• **TASK STATEMENT**:
Repeat the entries below word for word, though any picture in them should be dropped.

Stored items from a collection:
-- Opening Marker --

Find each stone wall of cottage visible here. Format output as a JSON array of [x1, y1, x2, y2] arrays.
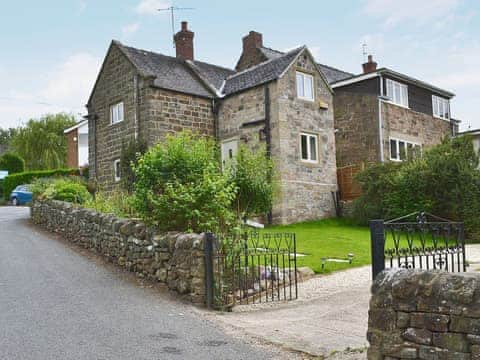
[[334, 92, 380, 167], [144, 87, 215, 147], [217, 85, 267, 147], [31, 200, 206, 304], [381, 102, 452, 159], [87, 44, 141, 191], [368, 269, 480, 359], [273, 51, 337, 224], [88, 43, 216, 192]]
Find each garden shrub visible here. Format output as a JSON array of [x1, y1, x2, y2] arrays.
[[3, 168, 79, 196], [36, 178, 92, 204], [132, 131, 237, 233], [353, 136, 480, 240], [0, 152, 25, 174], [84, 191, 138, 218], [120, 137, 147, 193], [226, 144, 274, 220]]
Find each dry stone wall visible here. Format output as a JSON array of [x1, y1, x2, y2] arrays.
[[368, 269, 480, 359], [31, 200, 206, 304]]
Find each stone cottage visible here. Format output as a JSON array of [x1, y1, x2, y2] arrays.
[[86, 22, 339, 224]]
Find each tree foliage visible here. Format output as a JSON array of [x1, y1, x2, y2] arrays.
[[226, 144, 274, 220], [132, 132, 237, 233], [11, 113, 76, 170], [353, 136, 480, 239], [120, 137, 147, 193], [0, 128, 18, 154], [0, 152, 25, 174]]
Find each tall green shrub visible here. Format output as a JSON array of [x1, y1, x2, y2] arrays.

-- Closing Marker --

• **RESULT OF THIS EXERCISE**:
Find each stone wall of cottage visible here. Format output as a JSON array of [x1, y1, x2, y2] arrays.
[[334, 92, 380, 167], [144, 87, 215, 147], [217, 85, 267, 147], [31, 200, 206, 304], [381, 102, 452, 159], [87, 44, 141, 191], [368, 269, 480, 359], [273, 51, 337, 224], [88, 43, 216, 192]]
Find each garden shrub visible here. Format output as a JSON array of [x1, y1, x2, y2] arrays.
[[3, 168, 79, 196], [36, 178, 92, 204], [132, 131, 237, 233], [353, 136, 480, 240], [0, 152, 25, 174], [84, 191, 138, 218], [120, 137, 147, 193], [226, 144, 274, 220]]
Find each dry stone wall visible here. Format output as a JSON array of [x1, y1, x2, y2] arrays.
[[368, 269, 480, 359], [31, 200, 206, 304]]
Find each stone cottage visible here. Format output as a JSON array of [x1, y1, x2, y2] arrays.
[[86, 22, 339, 224]]
Find each tree foliage visible here. Format output as a JSON array of [x1, y1, x2, y2] arrays.
[[226, 144, 274, 220], [132, 132, 237, 233], [11, 113, 76, 170], [353, 136, 480, 239], [120, 137, 147, 193], [0, 128, 18, 154], [0, 152, 25, 174]]
Find each tall green shrub visible here. Format output as a JSON array of [x1, y1, x2, y2] arrays.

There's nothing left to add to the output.